* [YOUR OBJECTIVE]
Copy the material word for word, from its first line through the line holding "[(48, 105)]", with that line included.

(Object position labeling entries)

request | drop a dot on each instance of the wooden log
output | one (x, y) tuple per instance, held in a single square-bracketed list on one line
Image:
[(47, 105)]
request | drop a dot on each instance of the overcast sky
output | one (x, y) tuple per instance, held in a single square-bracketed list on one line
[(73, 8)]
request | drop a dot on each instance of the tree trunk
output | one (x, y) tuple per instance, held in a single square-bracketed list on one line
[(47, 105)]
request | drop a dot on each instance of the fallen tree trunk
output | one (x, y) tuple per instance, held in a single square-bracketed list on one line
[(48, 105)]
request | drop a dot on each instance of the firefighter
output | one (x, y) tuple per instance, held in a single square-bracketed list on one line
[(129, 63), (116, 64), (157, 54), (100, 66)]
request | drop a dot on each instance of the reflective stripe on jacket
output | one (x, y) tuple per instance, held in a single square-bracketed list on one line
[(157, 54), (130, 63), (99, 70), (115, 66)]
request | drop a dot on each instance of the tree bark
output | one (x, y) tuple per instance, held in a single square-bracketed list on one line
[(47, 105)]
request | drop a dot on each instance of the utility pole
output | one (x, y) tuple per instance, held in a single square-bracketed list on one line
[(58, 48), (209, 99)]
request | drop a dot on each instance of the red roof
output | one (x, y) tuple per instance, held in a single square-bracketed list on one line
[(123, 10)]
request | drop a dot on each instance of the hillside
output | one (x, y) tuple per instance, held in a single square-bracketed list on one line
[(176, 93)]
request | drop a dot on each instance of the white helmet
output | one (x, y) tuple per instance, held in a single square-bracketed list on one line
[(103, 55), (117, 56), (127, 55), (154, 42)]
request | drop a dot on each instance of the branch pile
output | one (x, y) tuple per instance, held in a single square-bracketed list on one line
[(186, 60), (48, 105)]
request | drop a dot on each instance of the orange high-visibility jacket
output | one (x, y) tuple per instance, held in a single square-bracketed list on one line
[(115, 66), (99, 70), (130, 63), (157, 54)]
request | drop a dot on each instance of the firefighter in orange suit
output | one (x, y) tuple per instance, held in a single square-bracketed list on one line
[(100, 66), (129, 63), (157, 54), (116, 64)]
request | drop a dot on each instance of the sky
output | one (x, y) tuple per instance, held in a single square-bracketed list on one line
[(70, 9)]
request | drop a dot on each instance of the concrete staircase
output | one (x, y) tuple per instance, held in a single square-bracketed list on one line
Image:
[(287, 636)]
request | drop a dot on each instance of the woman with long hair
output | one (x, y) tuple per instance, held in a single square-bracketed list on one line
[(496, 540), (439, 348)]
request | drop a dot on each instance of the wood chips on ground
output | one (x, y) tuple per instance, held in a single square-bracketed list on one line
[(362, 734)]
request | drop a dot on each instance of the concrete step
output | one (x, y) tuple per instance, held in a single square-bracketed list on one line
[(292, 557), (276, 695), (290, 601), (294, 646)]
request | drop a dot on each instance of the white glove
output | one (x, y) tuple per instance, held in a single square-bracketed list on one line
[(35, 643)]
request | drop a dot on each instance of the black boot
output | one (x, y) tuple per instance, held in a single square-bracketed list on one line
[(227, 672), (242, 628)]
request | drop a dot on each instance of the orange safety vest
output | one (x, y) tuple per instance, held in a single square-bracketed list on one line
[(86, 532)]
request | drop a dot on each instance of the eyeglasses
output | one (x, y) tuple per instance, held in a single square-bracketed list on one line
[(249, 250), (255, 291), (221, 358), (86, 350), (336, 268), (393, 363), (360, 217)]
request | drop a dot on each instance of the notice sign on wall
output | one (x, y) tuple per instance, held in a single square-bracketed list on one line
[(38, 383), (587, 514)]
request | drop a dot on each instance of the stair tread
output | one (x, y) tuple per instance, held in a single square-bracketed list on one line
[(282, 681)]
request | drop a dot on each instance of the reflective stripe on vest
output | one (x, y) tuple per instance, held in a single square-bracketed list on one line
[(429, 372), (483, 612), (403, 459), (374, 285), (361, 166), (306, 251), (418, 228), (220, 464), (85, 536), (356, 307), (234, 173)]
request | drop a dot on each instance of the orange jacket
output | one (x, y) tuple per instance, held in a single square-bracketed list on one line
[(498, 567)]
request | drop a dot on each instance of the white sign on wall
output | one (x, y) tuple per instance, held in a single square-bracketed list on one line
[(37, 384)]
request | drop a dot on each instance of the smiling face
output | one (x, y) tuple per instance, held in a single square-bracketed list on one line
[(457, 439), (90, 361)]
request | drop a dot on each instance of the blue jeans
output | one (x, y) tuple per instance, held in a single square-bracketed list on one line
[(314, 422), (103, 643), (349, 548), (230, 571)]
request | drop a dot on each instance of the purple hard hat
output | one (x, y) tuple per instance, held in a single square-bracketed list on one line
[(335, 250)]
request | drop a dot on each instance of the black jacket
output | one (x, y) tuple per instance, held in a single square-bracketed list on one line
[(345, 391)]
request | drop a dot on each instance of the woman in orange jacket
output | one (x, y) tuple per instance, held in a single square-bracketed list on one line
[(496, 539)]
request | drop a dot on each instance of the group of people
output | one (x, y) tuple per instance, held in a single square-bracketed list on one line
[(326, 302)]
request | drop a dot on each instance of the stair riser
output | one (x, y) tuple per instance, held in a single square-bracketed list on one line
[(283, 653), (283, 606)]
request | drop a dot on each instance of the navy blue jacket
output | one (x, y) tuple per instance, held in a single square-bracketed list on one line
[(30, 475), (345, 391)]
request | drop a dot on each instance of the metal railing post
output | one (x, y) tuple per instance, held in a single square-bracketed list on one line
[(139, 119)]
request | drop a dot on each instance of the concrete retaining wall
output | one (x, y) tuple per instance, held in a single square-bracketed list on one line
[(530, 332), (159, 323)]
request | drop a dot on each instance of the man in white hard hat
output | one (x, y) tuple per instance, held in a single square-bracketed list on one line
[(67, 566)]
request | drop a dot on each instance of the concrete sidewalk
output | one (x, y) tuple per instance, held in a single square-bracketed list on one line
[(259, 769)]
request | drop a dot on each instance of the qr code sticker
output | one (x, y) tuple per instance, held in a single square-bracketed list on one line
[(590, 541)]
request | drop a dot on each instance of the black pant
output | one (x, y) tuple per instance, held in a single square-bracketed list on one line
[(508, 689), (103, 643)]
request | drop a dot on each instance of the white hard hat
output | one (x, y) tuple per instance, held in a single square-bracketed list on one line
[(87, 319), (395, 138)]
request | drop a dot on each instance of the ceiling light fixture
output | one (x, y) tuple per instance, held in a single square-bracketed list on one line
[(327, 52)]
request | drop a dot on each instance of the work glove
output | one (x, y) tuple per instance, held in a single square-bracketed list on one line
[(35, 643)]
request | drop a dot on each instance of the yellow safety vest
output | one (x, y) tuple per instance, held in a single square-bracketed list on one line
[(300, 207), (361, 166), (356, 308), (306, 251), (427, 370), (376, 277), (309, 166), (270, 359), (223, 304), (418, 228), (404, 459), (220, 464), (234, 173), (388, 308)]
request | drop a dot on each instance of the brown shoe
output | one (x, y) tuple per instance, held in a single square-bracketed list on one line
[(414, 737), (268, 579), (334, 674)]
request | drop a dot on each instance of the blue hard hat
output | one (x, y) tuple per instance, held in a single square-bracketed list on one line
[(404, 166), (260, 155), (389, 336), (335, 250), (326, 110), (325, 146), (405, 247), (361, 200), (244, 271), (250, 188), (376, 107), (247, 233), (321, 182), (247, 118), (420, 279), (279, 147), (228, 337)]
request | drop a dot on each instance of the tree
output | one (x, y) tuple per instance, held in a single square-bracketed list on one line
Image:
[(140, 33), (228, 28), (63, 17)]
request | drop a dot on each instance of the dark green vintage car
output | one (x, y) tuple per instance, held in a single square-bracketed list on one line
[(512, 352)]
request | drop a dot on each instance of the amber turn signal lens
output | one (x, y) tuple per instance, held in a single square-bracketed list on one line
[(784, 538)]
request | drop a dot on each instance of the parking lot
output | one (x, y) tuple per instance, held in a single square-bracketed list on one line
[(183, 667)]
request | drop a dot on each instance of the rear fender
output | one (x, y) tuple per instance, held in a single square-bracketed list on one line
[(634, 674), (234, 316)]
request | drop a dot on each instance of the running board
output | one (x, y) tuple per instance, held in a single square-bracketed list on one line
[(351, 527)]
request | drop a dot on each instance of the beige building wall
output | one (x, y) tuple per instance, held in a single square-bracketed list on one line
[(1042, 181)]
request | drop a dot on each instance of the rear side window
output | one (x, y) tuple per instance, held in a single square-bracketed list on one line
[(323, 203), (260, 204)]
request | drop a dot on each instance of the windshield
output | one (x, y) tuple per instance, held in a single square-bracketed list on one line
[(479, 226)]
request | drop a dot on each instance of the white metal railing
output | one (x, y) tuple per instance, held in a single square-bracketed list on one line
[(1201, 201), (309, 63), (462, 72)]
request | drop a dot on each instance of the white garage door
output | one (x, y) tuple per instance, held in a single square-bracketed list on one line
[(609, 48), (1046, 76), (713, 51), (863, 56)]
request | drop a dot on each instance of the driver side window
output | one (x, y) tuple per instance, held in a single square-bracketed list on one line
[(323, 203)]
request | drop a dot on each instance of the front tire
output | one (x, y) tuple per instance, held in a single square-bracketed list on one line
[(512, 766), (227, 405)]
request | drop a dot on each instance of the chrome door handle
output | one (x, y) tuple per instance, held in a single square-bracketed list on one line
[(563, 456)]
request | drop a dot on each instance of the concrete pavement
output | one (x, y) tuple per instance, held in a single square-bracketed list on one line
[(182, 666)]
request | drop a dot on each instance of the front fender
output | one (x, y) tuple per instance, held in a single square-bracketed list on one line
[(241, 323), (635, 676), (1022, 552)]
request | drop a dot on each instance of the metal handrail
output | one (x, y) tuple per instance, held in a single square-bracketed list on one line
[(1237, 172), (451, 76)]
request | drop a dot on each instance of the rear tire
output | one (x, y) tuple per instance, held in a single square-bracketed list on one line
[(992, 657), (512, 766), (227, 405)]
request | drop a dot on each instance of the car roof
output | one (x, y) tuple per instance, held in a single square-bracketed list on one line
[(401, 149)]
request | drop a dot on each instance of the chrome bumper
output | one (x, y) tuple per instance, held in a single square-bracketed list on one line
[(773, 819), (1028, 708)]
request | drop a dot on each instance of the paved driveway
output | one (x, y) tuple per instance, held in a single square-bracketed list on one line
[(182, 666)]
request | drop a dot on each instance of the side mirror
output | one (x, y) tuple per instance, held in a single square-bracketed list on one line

* [TASK ANSWER]
request | drop a dot on each instance of the wooden log
output | one (x, y) tuple per instance, held in a single square-bracketed list on one line
Image:
[(47, 105)]
request | drop a dot on each instance of the overcast sky
output | one (x, y) tuple per instance, held in a single square-bracketed list on one line
[(73, 8)]
request | drop a dot on each instance of the tree trunk
output | one (x, y) tuple per instance, held in a single square-bracketed list on one line
[(47, 105)]
request | drop a dot on each instance of the fallen tree trunk
output | one (x, y) tuple per instance, held in a single square-bracketed list on one line
[(48, 105)]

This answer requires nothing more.